**Extrait du texte**:
Monsieur le Président,
Madame la Présidente de la commission des Lois,
Monsieur le Rapporteur de la commission des Affaires culturelles et de l’Education,
Madame la Rapporteure de la commission des Lois,
Monsieur le Rapporteur de la commission des Affaires européennes,
Mesdames et messieurs les Députés,

Nous sommes toutes et tous liés, dans cet hémicycle, par-delà les appartenances partisanes et les convictions, nous sommes toutes et tous liés par un héritage, qui est notre bien commun, la raison de notre présence ici, et notre responsabilité partagée : la démocratie.

Elle est en risque aujourd’hui, attaquée par des prédateurs qui prennent ses apparences pour l’attaquer de l’intérieur.

Ils répandent des mensonges et des théories complotistes en imitant les codes de l’information professionnelle, en s’appuyant sur des médias entrés dans le quotidien de nos démocraties : Facebook, Twitter, Google…

Ces tentatives de camouflage, de banalisation ne doivent pas nous tromper.

Les informations falsifiées, déformées, orchestrées à des fins politiques n’ont rien à voir avec le débat d’idées.

Elles le polluent, elles lui nuisent.

J’aimerais placer notre débat sous l’intelligence de la philosophe Hannah Arendt, qui écrivait ceci : « La liberté d'opinion est une farce si l'information sur les faits n'est pas garantie, et si ce ne sont pas les faits eux-mêmes qui font l'objet du débat ».

J’appelle à la responsabilité ceux qui dénoncent dans ces propositions de loi un risque, une censure, une atteinte aux libertés fondamentales.

**Lignes de données**:
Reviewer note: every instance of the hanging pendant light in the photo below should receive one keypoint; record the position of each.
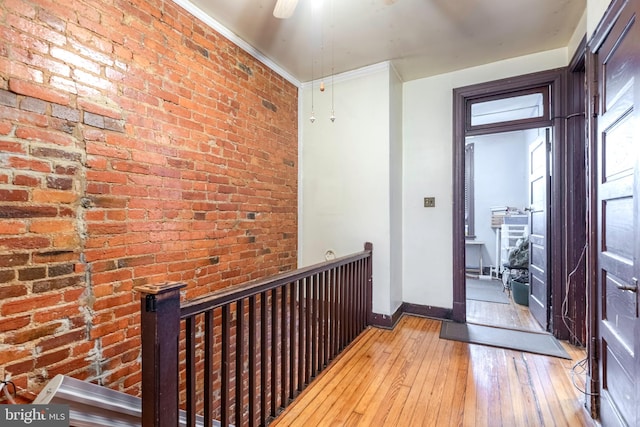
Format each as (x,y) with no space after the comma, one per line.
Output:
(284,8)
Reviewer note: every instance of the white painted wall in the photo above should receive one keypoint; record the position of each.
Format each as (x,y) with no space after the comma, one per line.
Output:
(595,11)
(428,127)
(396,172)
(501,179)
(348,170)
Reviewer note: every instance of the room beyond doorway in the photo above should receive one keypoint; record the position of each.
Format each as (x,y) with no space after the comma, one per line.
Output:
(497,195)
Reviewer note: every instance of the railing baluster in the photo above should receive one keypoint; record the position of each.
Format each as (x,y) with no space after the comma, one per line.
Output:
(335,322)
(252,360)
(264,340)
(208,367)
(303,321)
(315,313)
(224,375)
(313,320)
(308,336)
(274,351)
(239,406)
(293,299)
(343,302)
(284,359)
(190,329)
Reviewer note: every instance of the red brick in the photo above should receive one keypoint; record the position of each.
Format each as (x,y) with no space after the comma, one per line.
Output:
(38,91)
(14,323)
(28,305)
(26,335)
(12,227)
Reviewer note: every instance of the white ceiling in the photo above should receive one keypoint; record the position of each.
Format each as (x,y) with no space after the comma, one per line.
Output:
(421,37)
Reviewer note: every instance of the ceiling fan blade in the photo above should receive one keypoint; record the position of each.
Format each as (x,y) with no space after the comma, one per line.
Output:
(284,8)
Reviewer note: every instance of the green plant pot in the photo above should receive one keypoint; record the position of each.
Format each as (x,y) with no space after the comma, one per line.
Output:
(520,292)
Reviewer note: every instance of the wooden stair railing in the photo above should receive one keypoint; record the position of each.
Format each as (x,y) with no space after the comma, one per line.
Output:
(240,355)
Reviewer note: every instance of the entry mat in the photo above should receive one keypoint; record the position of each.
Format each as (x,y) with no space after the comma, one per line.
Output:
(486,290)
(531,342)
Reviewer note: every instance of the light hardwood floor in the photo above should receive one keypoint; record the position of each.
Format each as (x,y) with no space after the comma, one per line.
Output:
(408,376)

* * *

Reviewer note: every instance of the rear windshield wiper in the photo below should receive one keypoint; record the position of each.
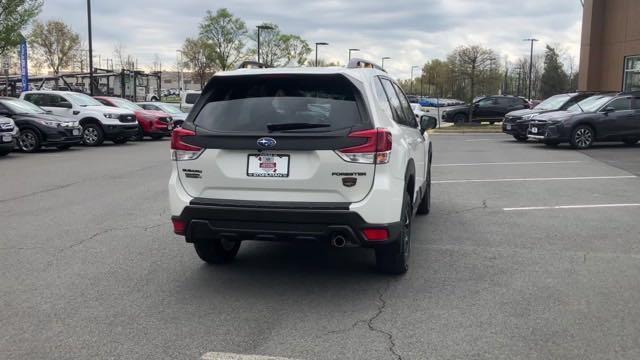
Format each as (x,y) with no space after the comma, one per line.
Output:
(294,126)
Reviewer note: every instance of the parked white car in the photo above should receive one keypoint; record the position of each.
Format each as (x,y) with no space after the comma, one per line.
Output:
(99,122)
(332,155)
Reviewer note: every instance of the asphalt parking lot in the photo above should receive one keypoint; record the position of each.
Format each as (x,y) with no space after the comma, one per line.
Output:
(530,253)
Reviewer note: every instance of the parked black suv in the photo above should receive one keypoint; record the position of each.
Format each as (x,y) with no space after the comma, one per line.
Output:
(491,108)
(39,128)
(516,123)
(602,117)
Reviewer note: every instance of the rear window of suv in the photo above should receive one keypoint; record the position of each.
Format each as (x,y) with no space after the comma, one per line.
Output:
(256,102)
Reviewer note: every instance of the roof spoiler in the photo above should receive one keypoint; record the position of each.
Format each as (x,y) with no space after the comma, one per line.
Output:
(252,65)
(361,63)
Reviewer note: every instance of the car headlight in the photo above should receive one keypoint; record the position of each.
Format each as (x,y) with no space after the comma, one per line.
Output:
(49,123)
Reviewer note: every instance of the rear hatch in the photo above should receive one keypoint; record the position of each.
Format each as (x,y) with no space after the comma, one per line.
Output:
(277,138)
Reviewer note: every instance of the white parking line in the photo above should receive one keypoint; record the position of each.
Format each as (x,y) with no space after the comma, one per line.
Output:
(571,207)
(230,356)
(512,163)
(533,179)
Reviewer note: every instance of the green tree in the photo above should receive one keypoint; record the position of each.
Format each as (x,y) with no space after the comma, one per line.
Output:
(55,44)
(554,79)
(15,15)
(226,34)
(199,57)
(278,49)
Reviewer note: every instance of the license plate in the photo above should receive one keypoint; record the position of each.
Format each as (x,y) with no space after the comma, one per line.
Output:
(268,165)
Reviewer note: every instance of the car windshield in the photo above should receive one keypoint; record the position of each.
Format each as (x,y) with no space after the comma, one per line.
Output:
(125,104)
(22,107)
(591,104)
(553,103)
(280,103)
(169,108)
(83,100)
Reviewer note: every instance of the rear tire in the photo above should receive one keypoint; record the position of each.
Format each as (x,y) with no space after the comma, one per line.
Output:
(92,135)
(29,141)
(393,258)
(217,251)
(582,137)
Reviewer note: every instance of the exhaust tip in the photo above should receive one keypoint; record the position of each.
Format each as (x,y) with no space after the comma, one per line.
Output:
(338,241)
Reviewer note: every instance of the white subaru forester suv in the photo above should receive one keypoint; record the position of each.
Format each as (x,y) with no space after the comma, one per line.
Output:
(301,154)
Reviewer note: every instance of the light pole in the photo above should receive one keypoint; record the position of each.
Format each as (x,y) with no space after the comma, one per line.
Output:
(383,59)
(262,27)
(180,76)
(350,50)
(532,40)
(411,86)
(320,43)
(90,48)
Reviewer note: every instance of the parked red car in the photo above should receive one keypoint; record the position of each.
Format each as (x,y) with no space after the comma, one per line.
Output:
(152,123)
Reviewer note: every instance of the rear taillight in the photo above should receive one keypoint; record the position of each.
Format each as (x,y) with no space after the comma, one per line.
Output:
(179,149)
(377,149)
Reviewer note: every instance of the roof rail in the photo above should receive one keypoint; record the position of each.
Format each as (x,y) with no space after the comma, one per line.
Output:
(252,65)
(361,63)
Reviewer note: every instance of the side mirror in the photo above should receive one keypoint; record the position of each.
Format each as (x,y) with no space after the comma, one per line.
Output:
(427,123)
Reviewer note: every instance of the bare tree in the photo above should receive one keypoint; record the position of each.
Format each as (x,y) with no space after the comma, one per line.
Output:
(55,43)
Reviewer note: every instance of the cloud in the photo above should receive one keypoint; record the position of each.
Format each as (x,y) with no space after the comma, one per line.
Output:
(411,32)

**Énoncé 1**: D'après l'extrait du discours sur la démocratie, sur quels médias s'appuient ceux qui répandent des mensonges et des théories complotistes ?
**Énoncé 2**: Rédigez la suite de l'extrait du discours sur la démocratie à partir de sa dernière phrase.

**Réponse 1**: Ils s'appuient sur Facebook, Twitter et Google.

**Réponse 2**:
La manipulation de l’information n’est pas qu’une menace. Elle est bel et bien active. C’est un poison lent qui détruit notre crédibilité. Qui abîme notre vie démocratique.

Je le dis avec force : l’attitude liberticide, face aux dangers actuels, c’est la passivité.

Le Gouvernement est donc en plein soutien des propositions de loi discutées aujourd’hui.

Nous considérons qu’elles sont nécessaires, à la hauteur de l’enjeu, équilibrées et efficaces.

Nécessaires car le droit français doit être complété. La révolution numérique a changé la donne. Les fausses informations sont aujourd’hui relayées plus largement, plus rapidement. Les lois existantes sont insuffisantes pour lutter efficacement contre ces nouveaux modes de propagation.

Ce texte est à la hauteur de l’enjeu, par ailleurs, parce qu’il vient du cœur de la démocratie : il vient du Parlement.

Je veux remercier les députés de la majorité qui ont pris l’initiative de ces propositions de loi, ainsi que les deux rapporteurs – Naïma Moutchou, Bruno Studer – pour leur travail et pour leur esprit de responsabilité.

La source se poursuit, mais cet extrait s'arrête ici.